Sunday, September 29, 2019

Boltzmann generators: Sampling equilibrium states of many-body systems with deep learning

Frank Noé, Simon Olsson, Jonas Köhler, Hao Wu (2019)
Highlighted by Jan Jensen

Figure 1A from the paper (Copyright © 2019 The Authors, some rights reserved)

The paper presents a novel method to predict free energy differences much more efficiently.  Currently, this is usually done by MD simulations and observing how often each state is visited along the trajectory. However, transitions between each state are rare, which means very long and costly trajectories, even when using various tricks to force the transitions.

The solution Noé et al. present is to "train a deep invertible neural network to learn a coordinate transformation from x to a so-called “latent” representation z, in which the low-energy configurations of different states are close to each other and can be easily sampled."

For example, the user supplies a few examples of each state [px(x)] and trains the NN to find a new set of variables (z) with a much simpler probability distribution [pz(z)], by minimising the difference using the Kullback-Leibler divergence as a loss function.

TASKS AND EXERCISES
A) In the Boltzmann generators post above, why does estimating free energy differences with MD simulations take so long? Answer in one to three sentences.
B) Please check whether each statement agrees with the Boltzmann generators post above. Answer yes or no for each, and quote the deciding words from the post.
(i) The method trains a deep invertible neural network.
(ii) The network is trained with mean squared error as its loss function.
(iii) In the latent representation, low-energy configurations of different states lie far apart.
C) Extend the Boltzmann generators post above, beginning after its final sentence.

GIVEN DATA
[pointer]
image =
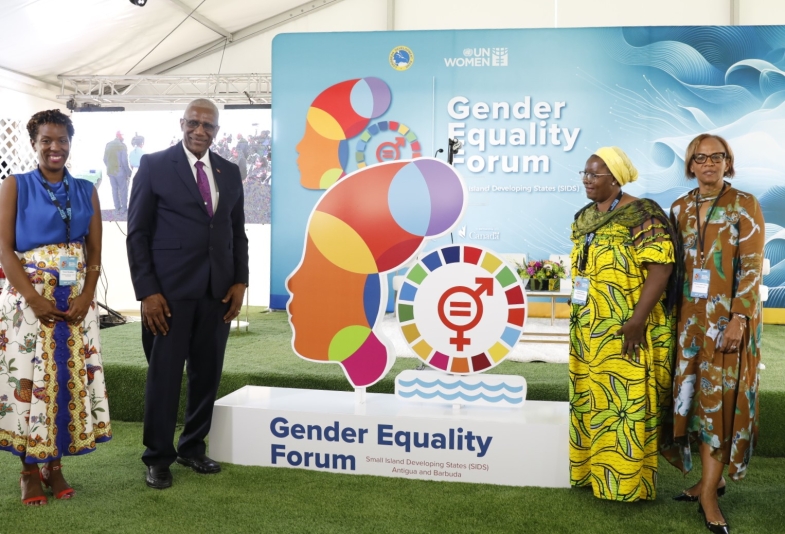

REPLIES
A) MD simulations estimate free energy differences by observing how often each state is visited along the trajectory. Transitions between states are rare, so the trajectories have to be very long and costly, even when various tricks are used to force the transitions.

B)
(i) Yes: "train a deep invertible neural network to learn a coordinate transformation from x to a so-called “latent” representation z"
(ii) No: "by minimising the difference using the Kullback-Leibler divergence as a loss function"
(iii) No: "in which the low-energy configurations of different states are close to each other and can be easily sampled"

C)
Since the NN is invertible, one can now sample repeatedly from pz(z) to get a more accurate px(x), which can then be reweighed to give the Boltzmann distribution. Since pz(z) is a simple Gaussian most of the sampled structure will have a high Boltzmann probability, so you don't have to sample that many structures.

The technical main advance is the use of an invertible NN, that allow you to go both from x to z and z to x. This is done by using a NN architecture where only simple mathematically operations (addition and multiplication) that can be reversed (subtraction and division) are allowed.

It would be very interesting to see if a similar approach can be used for inverse design.

This work is licensed under a Creative Commons Attribution 4.0 International License.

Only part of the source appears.